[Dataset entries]

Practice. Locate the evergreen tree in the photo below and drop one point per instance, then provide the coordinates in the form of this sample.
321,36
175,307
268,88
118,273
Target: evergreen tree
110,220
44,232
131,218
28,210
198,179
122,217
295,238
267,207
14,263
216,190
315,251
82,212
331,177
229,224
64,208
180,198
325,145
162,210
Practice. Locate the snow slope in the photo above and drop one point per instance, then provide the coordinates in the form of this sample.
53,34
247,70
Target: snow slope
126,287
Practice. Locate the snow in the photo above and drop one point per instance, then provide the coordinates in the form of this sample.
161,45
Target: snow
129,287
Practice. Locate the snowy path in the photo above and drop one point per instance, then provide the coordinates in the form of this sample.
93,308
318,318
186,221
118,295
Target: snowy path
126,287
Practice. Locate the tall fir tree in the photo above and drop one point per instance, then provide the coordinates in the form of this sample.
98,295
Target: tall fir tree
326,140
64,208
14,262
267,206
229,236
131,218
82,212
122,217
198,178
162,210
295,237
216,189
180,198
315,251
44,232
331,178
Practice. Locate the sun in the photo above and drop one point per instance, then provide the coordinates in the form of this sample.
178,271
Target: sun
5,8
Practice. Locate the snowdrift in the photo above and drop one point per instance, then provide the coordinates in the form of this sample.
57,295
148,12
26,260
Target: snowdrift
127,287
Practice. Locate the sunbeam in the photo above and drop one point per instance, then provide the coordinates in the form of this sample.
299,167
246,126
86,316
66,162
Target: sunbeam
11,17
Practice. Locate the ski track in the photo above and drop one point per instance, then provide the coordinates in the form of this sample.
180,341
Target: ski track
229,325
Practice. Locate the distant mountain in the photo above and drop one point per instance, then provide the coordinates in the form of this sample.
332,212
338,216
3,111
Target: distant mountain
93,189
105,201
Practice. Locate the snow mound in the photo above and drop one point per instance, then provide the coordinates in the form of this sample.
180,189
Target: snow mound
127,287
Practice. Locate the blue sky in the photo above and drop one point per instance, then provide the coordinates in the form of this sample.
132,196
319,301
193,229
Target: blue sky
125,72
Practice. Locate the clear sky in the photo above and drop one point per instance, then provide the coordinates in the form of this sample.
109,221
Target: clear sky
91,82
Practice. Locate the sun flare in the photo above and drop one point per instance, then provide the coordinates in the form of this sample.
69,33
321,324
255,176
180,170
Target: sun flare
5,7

**Work to complete:** Quote the lines of the material exactly, starting at the line that contains "Practice. Locate the blue" and ending at the last line of the material.

**Correct response:**
Practice. Locate the blue sky in the photo above and drop one point per instance, then provide the coordinates in the form of this sample.
132,196
319,301
193,229
Target: blue sky
125,72
Practice. Locate the clear sky in the photo above and drop one point per instance, then provide the coordinates in the form of this sample.
109,221
Target: clear sky
91,82
Practice. Locate the sun flare in the photo above and drop one point per instance, then provide the coordinates in the form of this sample.
69,33
321,324
255,176
180,170
Target: sun flare
5,7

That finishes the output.